On February 1, 2018, the Federal Court of Appeal ("FCA") released its decision in Canada v. Oxford Properties Group Inc.,1 a case dealing with the General Anti-Avoidance Rule ("GAAR") found in subsection 245(2) of the Income Tax Act (Canada) ("Act"). The FCA allowed the Crown’s appeal, holding that the series of transactions undertaken were abusive of various partnership rollover and bump provisions.
Tax Court of Canada Decision
The Tax Court of Canada ("TCC")2 held that while the taxpayer obtained a tax benefit and that there was one or more avoidance transactions, the series of transactions were not abusive under any of the relevant provisions.
Issue on Appeal
The only issue on appeal involved the last branch of the GAAR analysis; in particular, whether there was an abuse of ss. 97(2), 98(3), 88(1)(d), and 100(1) as a result of the sale of the partnership interests to the tax-exempt entity, given that the bumps resulted in minimal capital gains, and the tax-exempt entity would never be taxed on the deferred gains and recapture inherent in the underlying properties held by the partnerships.
Subsection 97(2) — first step in the series
The taxpayer engaged in a series of restructuring transactions involving the movement real estate assets into several limited partnerships ("First Tier Partnerships") on a tax-free rollover basis using section 97 of the Act, deferring the capital gains and recapture.
Paragraph 88(1)(d) and subsection 98(3) — next steps in the series
Subsequent restructuring resulted in a vertical amalgamation which formed the taxpayer. The taxpayer utilized the paragraph 88(1)(d) bump provisions to increase its adjusted cost base ("ACB") of the partnership interests it held in the First Tier Partnerships (which had a high fair market value).
A second tier of partnerships ("Second Tier Partnerships") was then created, the real properties were rolled into them using subsection 97(2) and the First Tier Partnerships were wound-up. The taxpayer used a similar bump provision found in subsection 98(3) to bump its new interests in the Second Tier Partnerships.
Throughout all of these transactions, the underlying real property held by the partnerships retained their low ACB and undepreciated capital cost (and high fair market value).

## GIVEN DATA
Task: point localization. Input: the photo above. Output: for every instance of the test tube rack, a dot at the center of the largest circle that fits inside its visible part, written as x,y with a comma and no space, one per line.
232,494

## EXERCISE 1
Transcribe the passage of the Oxford Properties case summary from "On February 1, 2018, the" up to and including "and bump provisions.".
## EXERCISE 2
Go on with the Oxford Properties case summary from the point where it stops.
The lines are not needed for what follows.

## FINAL ANSWER 1
On February 1, 2018, the Federal Court of Appeal ("FCA") released its decision in Canada v. Oxford Properties Group Inc.,1 a case dealing with the General Anti-Avoidance Rule ("GAAR") found in subsection 245(2) of the Income Tax Act (Canada) ("Act"). The FCA allowed the Crown’s appeal, holding that the series of transactions undertaken were abusive of various partnership rollover and bump provisions.

## FINAL ANSWER 2
Subsection 100(1) — sale to the tax exempt
Subsection 97(2) allows for the deferral of recapture and capital gains of depreciable capital property when it is transferred to a partnership. However, if the partnership interests are later sold to a tax-exempt purchaser and a capital gain is realized on the sale of the partnership interests, paragraph 100(1)(b) of the Act deems 100 per cent of the gain on the sale of the partnership interests attributed to the value of depreciable capital property to be included in income.
When the taxpayer disposed of its interests in the Second Tier Partnership to the tax-exempt entities, little or no gain was generated by the sale because the ACB of the partnership interests was bumped. As a result, subsection 100(1) did not apply to trigger the deferred recapture on the depreciable properties held by the partnerships.
The Minister relied on GAAR in issuing the assessment, taking the view that the rollovers and bumps were used to increase the ACB of the partnership interests in a manner which allowed the taxpayer to circumvent the application of subsection 100(1). The reassessment denied the bumps in their entirety and applied subsection 100(1) on the resulting gain. The Minister assessed a $148 million taxable capital gain, only $116 million being attributed to the deferred recapture on the partnerships underlying depreciable property.
Chief Justice Noël begins his analysis referencing the decision in Copthorne Holdings Inc.3 The Court noted, “rather than giving the relevant provisions a meaning which accords with their object, spirit and purpose, the TCC confined the effect of these provisions to their wording” (para 45). Chief Justice Noël uses multiple excerpts from the Copthorne decision to emphasise the importance of an “object, spirit, and purpose” GAAR construction. In fact, he concludes that “A GAAR analysis can therefore lead to a result that is different from that obtained by a traditional, textual, contextual, and purposive interpretation.”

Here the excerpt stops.